● **Problems to work on**
a) In the memoir excerpt, write out the passage between "I knew that" and "call from him.", inclusive.
b) According to the memoir excerpt, how long was the contract the Rat wanted signed?
c) For each statement, say whether it agrees with the memoir excerpt, and quote the words that decide it. (i) The narrator performed gigs in Connecticut. (ii) The Rat welcomed the news that the narrator was getting married. (iii) The Rat offered to drive the narrator to the audition.

Start of Quoted text

By this point, the Rat had started drifting back into my life. While he’d claimed he was too busy to manage me, he had been booking shows for me. But I’d been booking a lot myself, too. I was working a lot of gigs all over New York, New Jersey, and Connecticut, sharing the stage with great comedians like Adam Ferrara, Kevin James, Bobby Collins, Bob Nelson, and Ray Romano.
The Rat informed me that he was done booking shows for me unless I signed a deal with him. He said that he had cleared his schedule up and now had time to manage me. To continue getting shows from him, I had to sign a contract. A commitment of three years, and if he landed me a TV deal, I’d be stuck with him for another three years.
As far as I was concerned, his ship had sailed. He could send me a postcard. I met with the Rat at his office and told him I was getting married.
“Ugh,” he said. “It’s going to ruin your entire career. Get rid of her!”
I knew that he had a calculator going in his head, and he was figuring that maybe I wouldn’t be willing to go the extra mile if I were married. And that could cost him money. My gut told me, as it had before, that I should just move on and not get tangled up with him again. But he held that carrot of TV out in front of me, and I couldn’t resist grabbing for it. I’ve noticed that many times, just when you feel great about your soul and your life, that’s when evil wants to get in and ruin it at all costs. Sometimes, in fact, we invite it.
I hadn’t left his office for more than a few hours when I got a phone call from him.
“I got a TV audition for you, Jimbo.”
“Finally,” I said. I was only half joking. “Where is it?”
“In Harlem,” he said. “That’s about all I know. They’re looking for a funny white guy. If you’re interested, I’ll be happy to give you a ride.”
“Sure,” I said. “Let’s check it out.”

End of Quoted text
Start of Entries provided

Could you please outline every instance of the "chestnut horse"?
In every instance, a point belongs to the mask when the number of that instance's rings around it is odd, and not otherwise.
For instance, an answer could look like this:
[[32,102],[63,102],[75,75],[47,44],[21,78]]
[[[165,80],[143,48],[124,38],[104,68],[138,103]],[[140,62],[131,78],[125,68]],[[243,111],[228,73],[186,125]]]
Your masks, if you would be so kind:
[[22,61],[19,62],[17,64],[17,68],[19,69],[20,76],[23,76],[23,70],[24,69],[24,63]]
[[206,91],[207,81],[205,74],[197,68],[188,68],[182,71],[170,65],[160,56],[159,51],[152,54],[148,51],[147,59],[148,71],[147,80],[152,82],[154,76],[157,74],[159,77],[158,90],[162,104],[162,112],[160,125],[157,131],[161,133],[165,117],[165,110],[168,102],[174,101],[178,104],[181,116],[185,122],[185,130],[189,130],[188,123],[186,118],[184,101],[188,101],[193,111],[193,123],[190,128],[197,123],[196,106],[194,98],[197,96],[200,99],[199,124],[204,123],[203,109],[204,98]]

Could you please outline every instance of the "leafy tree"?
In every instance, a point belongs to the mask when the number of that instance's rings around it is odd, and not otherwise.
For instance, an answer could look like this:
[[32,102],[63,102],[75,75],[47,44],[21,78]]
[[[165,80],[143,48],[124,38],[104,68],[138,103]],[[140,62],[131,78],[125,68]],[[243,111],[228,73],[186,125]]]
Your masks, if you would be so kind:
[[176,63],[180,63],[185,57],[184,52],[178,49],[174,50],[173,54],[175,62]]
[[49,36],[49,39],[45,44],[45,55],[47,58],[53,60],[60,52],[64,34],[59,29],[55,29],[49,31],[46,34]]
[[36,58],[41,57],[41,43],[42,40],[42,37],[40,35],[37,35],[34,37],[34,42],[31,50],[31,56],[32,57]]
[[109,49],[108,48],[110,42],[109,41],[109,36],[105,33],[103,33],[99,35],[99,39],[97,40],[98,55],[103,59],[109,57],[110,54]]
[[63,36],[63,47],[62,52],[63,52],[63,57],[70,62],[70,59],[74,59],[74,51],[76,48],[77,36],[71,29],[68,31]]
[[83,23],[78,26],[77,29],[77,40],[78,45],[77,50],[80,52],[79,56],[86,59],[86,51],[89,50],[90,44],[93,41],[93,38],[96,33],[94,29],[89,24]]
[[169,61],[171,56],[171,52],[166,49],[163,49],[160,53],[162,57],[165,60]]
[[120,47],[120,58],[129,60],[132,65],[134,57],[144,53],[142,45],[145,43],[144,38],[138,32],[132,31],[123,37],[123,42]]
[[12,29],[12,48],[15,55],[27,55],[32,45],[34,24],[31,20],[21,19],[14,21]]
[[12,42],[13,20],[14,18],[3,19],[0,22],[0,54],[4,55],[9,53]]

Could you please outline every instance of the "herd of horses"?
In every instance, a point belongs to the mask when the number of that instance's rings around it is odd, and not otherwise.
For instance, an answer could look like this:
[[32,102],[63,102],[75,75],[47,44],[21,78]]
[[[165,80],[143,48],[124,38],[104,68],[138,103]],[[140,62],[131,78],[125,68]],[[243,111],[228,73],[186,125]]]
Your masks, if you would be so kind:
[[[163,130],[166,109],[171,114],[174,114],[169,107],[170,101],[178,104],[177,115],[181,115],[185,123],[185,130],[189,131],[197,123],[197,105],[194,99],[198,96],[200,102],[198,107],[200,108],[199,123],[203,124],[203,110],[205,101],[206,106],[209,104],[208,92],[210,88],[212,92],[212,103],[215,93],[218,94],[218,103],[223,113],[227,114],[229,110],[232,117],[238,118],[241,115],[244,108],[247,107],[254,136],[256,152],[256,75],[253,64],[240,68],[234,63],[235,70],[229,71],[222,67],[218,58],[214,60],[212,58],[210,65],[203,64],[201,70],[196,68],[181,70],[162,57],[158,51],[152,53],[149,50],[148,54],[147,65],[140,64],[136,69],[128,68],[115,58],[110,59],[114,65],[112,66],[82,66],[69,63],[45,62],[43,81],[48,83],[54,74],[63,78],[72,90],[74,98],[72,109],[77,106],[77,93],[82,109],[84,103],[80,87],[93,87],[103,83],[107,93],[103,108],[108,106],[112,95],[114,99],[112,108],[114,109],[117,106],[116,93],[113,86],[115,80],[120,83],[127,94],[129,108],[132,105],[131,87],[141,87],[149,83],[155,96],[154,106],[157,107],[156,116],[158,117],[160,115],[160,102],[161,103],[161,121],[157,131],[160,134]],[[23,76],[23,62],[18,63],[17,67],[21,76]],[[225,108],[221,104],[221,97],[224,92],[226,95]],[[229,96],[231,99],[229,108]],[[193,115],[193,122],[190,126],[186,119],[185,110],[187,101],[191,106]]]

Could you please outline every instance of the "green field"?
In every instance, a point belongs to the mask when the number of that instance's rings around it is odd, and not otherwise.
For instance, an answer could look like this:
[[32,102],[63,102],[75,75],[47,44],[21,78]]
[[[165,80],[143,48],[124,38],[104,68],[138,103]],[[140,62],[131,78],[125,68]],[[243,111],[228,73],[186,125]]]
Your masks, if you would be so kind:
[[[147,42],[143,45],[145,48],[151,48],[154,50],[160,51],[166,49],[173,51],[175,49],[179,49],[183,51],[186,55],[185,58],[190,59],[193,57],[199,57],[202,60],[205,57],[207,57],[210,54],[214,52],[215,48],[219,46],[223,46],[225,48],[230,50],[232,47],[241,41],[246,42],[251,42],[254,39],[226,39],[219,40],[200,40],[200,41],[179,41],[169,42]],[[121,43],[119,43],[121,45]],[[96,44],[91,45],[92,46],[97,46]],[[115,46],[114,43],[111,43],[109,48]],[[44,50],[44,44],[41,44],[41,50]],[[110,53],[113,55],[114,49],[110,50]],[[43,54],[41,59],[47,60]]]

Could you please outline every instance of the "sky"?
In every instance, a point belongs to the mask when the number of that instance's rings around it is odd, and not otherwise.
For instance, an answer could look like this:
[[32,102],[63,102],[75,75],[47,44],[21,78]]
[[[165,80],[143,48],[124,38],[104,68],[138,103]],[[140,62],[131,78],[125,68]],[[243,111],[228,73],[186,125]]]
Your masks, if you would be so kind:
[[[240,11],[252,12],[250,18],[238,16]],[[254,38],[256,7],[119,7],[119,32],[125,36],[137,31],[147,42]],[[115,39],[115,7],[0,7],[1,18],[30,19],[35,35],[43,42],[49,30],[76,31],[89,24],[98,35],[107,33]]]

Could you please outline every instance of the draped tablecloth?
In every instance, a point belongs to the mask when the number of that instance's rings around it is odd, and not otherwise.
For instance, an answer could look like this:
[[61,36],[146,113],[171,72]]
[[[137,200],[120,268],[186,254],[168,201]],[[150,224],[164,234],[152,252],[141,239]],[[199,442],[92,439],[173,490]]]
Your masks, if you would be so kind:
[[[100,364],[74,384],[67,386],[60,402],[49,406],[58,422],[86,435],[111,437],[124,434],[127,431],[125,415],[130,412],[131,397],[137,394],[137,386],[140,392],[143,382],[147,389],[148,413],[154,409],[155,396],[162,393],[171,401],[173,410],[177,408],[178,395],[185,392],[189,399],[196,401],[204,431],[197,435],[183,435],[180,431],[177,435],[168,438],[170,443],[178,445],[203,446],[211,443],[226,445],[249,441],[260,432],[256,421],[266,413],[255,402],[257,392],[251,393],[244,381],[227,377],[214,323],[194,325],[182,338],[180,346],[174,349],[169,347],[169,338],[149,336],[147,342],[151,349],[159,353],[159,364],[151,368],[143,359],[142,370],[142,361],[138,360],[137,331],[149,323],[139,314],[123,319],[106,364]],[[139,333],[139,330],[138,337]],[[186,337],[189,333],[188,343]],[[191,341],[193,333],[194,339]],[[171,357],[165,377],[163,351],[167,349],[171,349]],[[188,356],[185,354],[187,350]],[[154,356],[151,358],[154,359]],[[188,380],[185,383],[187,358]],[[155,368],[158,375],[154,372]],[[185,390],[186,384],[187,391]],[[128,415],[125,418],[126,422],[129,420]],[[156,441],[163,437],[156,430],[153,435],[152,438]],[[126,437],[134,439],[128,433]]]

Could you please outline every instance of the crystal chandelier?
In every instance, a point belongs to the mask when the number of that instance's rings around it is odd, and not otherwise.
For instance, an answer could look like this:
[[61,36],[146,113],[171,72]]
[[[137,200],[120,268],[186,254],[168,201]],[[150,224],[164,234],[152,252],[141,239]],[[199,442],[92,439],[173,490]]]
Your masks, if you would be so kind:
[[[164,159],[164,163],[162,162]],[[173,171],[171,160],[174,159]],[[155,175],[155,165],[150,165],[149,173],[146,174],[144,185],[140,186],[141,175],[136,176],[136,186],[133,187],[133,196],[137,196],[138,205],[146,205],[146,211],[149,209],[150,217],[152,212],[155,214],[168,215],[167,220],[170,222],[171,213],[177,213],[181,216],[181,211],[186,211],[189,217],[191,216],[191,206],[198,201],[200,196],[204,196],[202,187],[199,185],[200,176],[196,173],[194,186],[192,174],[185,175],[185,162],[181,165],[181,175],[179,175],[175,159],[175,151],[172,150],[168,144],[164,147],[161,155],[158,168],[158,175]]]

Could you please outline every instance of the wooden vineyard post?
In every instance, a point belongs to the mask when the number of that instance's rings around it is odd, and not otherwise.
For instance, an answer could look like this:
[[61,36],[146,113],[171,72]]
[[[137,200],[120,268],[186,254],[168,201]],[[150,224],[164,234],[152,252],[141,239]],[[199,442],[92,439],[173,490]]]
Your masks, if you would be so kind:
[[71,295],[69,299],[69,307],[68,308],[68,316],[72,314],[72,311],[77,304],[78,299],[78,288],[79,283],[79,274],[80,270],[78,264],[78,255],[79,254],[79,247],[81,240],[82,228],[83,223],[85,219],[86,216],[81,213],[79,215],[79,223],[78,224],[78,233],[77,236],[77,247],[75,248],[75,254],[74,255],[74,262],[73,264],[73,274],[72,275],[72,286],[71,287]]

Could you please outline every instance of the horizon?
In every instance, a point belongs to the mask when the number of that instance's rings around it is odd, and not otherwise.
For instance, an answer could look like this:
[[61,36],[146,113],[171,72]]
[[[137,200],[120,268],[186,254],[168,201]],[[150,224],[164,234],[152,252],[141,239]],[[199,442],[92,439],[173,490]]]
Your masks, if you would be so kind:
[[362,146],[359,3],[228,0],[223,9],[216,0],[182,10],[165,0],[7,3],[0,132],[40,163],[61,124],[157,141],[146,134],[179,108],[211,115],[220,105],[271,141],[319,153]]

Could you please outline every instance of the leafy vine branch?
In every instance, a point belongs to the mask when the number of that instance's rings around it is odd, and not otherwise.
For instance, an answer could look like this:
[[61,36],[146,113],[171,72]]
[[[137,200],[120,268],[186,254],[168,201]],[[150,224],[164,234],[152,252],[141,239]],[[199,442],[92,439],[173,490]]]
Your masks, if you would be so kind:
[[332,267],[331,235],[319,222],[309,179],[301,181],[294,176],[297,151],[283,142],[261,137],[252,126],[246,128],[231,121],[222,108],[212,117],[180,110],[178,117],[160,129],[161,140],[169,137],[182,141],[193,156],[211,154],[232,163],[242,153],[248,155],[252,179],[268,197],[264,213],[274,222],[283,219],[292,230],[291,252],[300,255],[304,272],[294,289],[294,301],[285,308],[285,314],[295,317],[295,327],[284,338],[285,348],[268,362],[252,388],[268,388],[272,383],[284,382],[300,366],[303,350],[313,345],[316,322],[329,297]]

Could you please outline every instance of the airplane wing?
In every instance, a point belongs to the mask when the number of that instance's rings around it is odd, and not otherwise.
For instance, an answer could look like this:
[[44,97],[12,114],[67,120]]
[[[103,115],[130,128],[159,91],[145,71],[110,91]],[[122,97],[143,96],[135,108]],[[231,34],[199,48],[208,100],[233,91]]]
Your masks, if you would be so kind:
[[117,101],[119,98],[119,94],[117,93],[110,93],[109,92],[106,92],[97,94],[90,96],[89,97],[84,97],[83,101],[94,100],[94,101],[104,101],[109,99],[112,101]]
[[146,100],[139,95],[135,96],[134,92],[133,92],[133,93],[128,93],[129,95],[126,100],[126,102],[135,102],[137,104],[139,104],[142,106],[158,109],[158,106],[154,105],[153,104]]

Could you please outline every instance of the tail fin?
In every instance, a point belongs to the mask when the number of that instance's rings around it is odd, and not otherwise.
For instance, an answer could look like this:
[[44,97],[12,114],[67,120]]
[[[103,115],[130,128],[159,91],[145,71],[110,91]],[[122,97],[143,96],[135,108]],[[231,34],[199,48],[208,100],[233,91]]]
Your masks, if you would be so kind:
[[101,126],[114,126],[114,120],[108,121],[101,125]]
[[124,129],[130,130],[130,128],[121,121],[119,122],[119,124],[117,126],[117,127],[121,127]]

End of Entries provided

● **Written responses**
a)
I knew that he had a calculator going in his head, and he was figuring that maybe I wouldn’t be willing to go the extra mile if I were married. And that could cost him money. My gut told me, as it had before, that I should just move on and not get tangled up with him again. But he held that carrot of TV out in front of me, and I couldn’t resist grabbing for it. I’ve noticed that many times, just when you feel great about your soul and your life, that’s when evil wants to get in and ruin it at all costs. Sometimes, in fact, we invite it.
I hadn’t left his office for more than a few hours when I got a phone call from him.

b) Three years, plus another three years if he landed a TV deal.

c)
(i) Yes: "I was working a lot of gigs all over New York, New Jersey, and Connecticut"
(ii) No: "It’s going to ruin your entire career. Get rid of her!"
(iii) Yes: "If you’re interested, I’ll be happy to give you a ride."